* [Input records]:
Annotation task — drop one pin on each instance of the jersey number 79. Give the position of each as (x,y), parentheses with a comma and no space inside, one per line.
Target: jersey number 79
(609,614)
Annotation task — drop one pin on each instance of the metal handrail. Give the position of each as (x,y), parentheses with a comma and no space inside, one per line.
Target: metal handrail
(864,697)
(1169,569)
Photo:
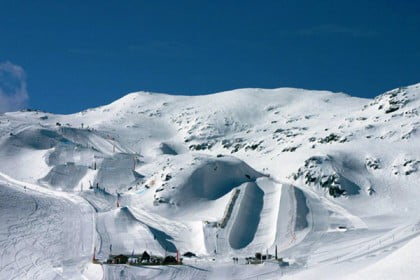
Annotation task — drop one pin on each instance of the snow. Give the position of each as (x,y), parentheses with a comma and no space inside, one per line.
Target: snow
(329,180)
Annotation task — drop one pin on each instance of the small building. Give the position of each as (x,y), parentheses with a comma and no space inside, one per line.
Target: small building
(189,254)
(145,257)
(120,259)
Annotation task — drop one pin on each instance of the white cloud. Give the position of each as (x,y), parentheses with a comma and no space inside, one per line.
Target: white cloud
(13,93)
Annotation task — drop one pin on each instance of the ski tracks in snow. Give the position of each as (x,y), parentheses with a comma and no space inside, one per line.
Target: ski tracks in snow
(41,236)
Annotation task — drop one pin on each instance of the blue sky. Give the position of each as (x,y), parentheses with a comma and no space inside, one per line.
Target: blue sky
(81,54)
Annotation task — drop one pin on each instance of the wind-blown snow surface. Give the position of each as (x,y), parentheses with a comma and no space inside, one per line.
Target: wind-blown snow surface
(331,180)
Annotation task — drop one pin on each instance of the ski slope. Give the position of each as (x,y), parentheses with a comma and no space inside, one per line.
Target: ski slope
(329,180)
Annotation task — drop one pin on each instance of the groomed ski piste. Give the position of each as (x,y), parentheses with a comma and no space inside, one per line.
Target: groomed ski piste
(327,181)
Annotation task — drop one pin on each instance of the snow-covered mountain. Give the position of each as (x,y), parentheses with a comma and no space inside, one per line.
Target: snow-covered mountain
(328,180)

* [What the task requires]:
After locating the line with "of the groomed", please repeat it and every line after it exactly, through the end of the data above.

* [Solution]:
Annotation task — drop one pin on each instance of the groomed ski piste. Give the position of each as (x,y), parentheses with a comma and no space inside, one per line.
Target: groomed ski piste
(327,181)
Annotation task — drop one pin on each instance of the snow-covered mountain. Give the position of each as (x,y), parentheses with a comma and no space inside, one per line.
Target: snow-covered mountain
(328,180)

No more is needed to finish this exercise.